(Dataset rows)

══════════════════════════════

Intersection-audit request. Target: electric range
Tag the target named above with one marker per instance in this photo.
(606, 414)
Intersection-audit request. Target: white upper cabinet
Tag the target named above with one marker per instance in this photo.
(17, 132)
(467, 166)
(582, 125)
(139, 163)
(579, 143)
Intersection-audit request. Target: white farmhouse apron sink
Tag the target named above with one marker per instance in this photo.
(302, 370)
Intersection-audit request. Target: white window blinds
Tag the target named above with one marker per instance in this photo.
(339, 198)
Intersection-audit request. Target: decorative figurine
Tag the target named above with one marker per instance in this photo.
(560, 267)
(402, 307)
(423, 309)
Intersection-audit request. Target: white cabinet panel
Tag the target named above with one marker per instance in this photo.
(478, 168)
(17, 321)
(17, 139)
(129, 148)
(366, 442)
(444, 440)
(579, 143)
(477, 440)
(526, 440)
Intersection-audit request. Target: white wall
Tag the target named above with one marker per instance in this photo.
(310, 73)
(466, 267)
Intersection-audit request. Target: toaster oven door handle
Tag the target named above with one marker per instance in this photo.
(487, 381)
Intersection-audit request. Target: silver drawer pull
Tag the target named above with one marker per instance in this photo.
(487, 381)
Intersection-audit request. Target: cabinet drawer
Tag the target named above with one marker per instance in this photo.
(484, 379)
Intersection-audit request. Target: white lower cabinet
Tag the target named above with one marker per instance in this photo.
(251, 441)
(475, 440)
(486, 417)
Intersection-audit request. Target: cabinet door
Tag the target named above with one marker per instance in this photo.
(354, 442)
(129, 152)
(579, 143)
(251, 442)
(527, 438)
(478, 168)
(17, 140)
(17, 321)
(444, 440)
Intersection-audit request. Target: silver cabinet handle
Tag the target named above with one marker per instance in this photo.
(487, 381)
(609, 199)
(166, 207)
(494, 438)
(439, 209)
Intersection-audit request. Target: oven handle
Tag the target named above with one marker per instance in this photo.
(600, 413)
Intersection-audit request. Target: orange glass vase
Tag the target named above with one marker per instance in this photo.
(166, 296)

══════════════════════════════

**TASK PROMPT**. Write out the data again, exactly and in full.

**FULL SOLUTION**.
Intersection-audit request. Target: electric range
Tag the target named above with one marker per instance in this photo.
(606, 414)
Intersection-audit request. Target: white upper cabinet
Tag the target named above with one marker per instance in this photo.
(17, 132)
(467, 166)
(582, 125)
(139, 163)
(579, 143)
Intersection-audit request. Target: white farmhouse apron sink
Tag the target named above with one marker per instance in this photo.
(302, 370)
Intersection-audit request. Target: white window blinds
Tag the target named above with one marker per instance in this photo.
(339, 198)
Intersection-audit request. Target: decorative figurine
Tag the target named above with one marker per instance in this photo.
(560, 267)
(402, 307)
(423, 309)
Intersection-audit request. Target: white cabinet panel
Tag the target named above with one marker per instance in this photo.
(478, 168)
(17, 321)
(17, 139)
(129, 148)
(366, 442)
(444, 440)
(579, 143)
(477, 440)
(526, 440)
Intersection-audit request. Target: white wall
Tag the target named above with one marker per instance in this photo.
(310, 73)
(466, 267)
Intersection-audit request. Target: toaster oven door handle
Tag the target named above with one marker per instance in this photo.
(487, 381)
Intersection-audit request. Target: silver drawer pull
Tag the target named above with one marker per instance in this photo.
(487, 381)
Intersection-audit request. Target: cabinet drawer
Tag the target named above with one marker per instance in this photo.
(484, 379)
Intersection-audit request. Target: white lower cabinet
Tag the target named above with one marker per instance in this photo.
(251, 441)
(475, 440)
(486, 417)
Intersection-audit request. Target: cabinet door
Tag the target named above with one marker per instance in this photo.
(354, 442)
(129, 152)
(579, 143)
(251, 442)
(527, 438)
(478, 168)
(17, 140)
(17, 321)
(444, 440)
Intersection-audit request. Target: silver cabinet handle
Tag the target named above with one marker per instance in this photo.
(487, 381)
(609, 199)
(166, 207)
(494, 438)
(439, 209)
Intersection-audit request. Target: oven handle
Tag the target named above with one marker per instance in this photo.
(600, 413)
Intersection-audit request. Target: orange glass vase
Tag the target named above with one marker per instance in this photo.
(166, 296)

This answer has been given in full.